◆ **THE TASK**: How many lines in the material below include the word "band"? Give only the number.

◆ **MATERIAL TO PROCESS**:
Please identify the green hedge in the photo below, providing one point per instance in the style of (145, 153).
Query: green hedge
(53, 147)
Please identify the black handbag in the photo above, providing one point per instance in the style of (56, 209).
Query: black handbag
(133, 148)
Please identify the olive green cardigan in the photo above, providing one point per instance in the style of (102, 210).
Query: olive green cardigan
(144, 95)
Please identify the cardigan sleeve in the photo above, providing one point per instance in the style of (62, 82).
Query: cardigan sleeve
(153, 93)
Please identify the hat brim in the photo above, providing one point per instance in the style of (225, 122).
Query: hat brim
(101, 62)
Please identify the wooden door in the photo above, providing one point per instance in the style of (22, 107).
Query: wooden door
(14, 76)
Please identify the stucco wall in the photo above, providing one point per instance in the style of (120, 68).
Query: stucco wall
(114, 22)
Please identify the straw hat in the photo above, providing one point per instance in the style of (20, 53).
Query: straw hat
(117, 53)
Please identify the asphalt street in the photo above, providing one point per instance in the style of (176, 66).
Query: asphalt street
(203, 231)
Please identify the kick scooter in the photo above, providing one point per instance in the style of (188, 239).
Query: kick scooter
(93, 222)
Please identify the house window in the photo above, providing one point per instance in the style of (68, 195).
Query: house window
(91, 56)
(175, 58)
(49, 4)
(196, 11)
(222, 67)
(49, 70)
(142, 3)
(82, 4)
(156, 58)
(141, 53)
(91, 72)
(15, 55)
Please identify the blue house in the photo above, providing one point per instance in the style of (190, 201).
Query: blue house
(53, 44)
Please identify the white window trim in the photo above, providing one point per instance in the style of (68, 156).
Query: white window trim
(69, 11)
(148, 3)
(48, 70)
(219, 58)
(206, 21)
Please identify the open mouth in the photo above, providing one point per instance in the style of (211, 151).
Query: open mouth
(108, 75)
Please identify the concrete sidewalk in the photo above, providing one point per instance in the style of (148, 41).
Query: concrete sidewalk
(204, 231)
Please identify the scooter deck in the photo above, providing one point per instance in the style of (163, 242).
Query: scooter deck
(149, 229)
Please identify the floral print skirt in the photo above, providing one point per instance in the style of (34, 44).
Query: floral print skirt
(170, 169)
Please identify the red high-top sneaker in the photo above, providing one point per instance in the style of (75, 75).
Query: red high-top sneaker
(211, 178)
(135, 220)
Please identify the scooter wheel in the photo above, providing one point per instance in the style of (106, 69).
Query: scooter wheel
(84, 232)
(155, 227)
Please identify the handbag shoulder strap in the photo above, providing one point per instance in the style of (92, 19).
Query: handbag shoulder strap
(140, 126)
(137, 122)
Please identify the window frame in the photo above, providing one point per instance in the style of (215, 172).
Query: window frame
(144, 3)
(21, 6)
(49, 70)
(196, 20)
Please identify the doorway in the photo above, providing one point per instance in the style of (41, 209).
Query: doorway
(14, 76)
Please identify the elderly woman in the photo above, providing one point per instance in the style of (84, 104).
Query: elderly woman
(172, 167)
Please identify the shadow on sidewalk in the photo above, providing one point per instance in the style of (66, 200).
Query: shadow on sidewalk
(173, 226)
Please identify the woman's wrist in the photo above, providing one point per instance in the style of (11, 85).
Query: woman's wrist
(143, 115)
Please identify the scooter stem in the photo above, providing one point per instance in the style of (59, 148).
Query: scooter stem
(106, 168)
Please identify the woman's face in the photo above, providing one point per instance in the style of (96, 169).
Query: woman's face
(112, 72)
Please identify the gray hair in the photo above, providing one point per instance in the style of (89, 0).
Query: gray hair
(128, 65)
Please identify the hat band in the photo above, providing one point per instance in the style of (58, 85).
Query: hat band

◆ **RESPONSE TO THE TASK**: 2